Dataset rows on where objects appear
* * * * * * *
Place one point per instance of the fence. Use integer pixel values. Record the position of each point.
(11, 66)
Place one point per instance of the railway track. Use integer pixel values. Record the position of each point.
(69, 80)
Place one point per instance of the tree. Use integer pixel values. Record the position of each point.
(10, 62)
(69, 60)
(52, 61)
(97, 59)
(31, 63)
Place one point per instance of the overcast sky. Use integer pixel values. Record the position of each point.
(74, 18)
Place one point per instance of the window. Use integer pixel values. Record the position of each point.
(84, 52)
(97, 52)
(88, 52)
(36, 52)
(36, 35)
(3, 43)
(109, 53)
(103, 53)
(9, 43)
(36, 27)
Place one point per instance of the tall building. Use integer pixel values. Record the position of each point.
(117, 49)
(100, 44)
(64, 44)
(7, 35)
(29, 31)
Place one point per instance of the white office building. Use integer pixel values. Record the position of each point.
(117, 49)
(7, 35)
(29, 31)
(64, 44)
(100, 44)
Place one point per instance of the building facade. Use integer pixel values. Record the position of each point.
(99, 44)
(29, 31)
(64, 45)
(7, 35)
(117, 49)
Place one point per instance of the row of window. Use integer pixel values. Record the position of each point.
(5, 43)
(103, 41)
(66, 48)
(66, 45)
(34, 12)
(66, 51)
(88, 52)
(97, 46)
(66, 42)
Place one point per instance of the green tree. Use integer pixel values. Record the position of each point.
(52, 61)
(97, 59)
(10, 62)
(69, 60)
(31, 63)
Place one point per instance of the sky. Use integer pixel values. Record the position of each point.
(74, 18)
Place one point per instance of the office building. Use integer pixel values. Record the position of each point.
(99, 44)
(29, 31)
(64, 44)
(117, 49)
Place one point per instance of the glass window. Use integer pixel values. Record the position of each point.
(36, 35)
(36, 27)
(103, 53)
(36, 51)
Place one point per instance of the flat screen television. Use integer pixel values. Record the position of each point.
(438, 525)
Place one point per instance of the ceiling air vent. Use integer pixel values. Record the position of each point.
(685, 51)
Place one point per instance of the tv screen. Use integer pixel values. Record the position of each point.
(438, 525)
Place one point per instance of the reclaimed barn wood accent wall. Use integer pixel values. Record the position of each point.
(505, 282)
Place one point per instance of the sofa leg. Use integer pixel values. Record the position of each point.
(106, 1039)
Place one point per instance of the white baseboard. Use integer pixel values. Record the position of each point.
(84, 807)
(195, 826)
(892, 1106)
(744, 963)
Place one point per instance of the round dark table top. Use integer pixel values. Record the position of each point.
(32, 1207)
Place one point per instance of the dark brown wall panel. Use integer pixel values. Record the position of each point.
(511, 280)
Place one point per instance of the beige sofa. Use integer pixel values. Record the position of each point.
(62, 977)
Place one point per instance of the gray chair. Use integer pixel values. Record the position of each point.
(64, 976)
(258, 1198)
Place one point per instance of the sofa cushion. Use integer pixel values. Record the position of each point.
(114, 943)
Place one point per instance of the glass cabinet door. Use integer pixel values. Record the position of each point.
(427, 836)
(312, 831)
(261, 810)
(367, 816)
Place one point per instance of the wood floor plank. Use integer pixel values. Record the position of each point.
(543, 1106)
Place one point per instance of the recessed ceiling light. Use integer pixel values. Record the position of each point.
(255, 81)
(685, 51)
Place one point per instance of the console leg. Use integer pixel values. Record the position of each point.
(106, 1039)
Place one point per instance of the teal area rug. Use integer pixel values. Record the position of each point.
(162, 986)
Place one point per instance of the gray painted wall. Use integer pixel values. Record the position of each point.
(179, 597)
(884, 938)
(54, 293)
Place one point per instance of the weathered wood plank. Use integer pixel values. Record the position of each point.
* * * * * * *
Set down all of the entries exactly, please.

Place one point per instance of the fence. Use integer pixel values. Record the position of each point.
(11, 66)
Place one point per instance of the railway track. Use integer pixel values. Record the position of each point.
(69, 80)
Place one point per instance of the tree. Use integer pixel values. Record the position of each point.
(10, 62)
(69, 60)
(52, 61)
(97, 59)
(31, 63)
Place one point per instance of the overcast sky. Use integer pixel values. Record the position of each point.
(74, 18)
Place one point per instance of the window. Use integer pixel values. Record the position of each point.
(84, 52)
(97, 52)
(88, 52)
(36, 52)
(36, 35)
(3, 43)
(109, 53)
(103, 53)
(9, 43)
(36, 27)
Place one point per instance of the tall building. Use integer pixel values. Record the position of each point.
(117, 49)
(100, 44)
(64, 44)
(7, 35)
(29, 31)
Place one point per instance of the white office building. Use integer pixel values. Record the position of each point.
(117, 49)
(7, 35)
(29, 31)
(64, 44)
(100, 44)
Place one point per instance of the building facade. Use integer pixel values. Record the position of each point.
(99, 44)
(29, 31)
(64, 45)
(7, 35)
(117, 49)
Place one point per instance of the row of window. Use integer pixel values. Record the position of each point.
(5, 43)
(103, 41)
(66, 48)
(66, 45)
(34, 12)
(66, 51)
(88, 52)
(97, 46)
(66, 42)
Place one point per instance of the green tree. Use integer pixel values. Record the position of each point.
(52, 61)
(97, 59)
(10, 62)
(69, 60)
(31, 63)
Place one point per instance of the sky. Use integer pixel values. Record the position of each point.
(74, 18)
Place one point per instance of the office building. Use integer pixel values. Record the position of each point.
(99, 44)
(29, 31)
(64, 44)
(117, 49)
Place one point per instance of the glass window. Use integer pixel values. Record the position of each point.
(36, 35)
(36, 27)
(103, 53)
(36, 51)
Place one point per instance of the flat screen television. Use integer pixel values. Record the position of each point.
(438, 525)
Place one point per instance of the ceiling air vent. Use integer pixel values. Record the position of each point.
(685, 51)
Place one point per instance of the tv screen. Use integer pixel values. Record the position of each point.
(438, 525)
Place one point per instance of the reclaimed barn wood accent wall. Use integer pixel values. Record the position of each point.
(505, 282)
Place one point per instance of the sofa leg. Use integer pixel values. Record the position of each point.
(106, 1039)
Place one point per instance of the white baseboard. Use integer pixel values. Record the position of each point.
(84, 807)
(195, 826)
(892, 1106)
(744, 963)
Place one point per instance of the round dark table top. Use integer pixel values. Record the position of each point.
(32, 1207)
Place one point per instance of the dark brown wall panel. Use integer pixel values. Record the position of each point.
(511, 280)
Place one point per instance of the beige sofa. Use integer pixel values. Record the position of each point.
(62, 977)
Place one point per instance of the gray chair. Use integer pixel values. Record the position of each point.
(64, 976)
(258, 1198)
Place one point per instance of the sofa cushion. Use integer pixel values. Record the position of each point.
(114, 943)
Place one point per instance of the glass cabinet door. Use integer pixel values. Record the position of each point.
(427, 836)
(312, 831)
(261, 810)
(367, 816)
Place one point per instance of the wood floor plank. Use integer pixel values. Record the position of each point.
(543, 1106)
Place one point per instance of the recessed ceiling light. Use integer pixel values. Record the position of each point.
(255, 81)
(685, 51)
Place one point per instance of the console leg. Use integer pixel values. Record the position of each point.
(106, 1039)
Place one point per instance of the teal area rug. Use integer pixel values. Record the position of each point.
(162, 986)
Place one point per instance of the gray painted wall. Use integer pixel values. Record the position of each point.
(179, 597)
(884, 938)
(54, 293)
Place one point per instance of the weathered wood plank. Use integer pixel values. Record the position of each point.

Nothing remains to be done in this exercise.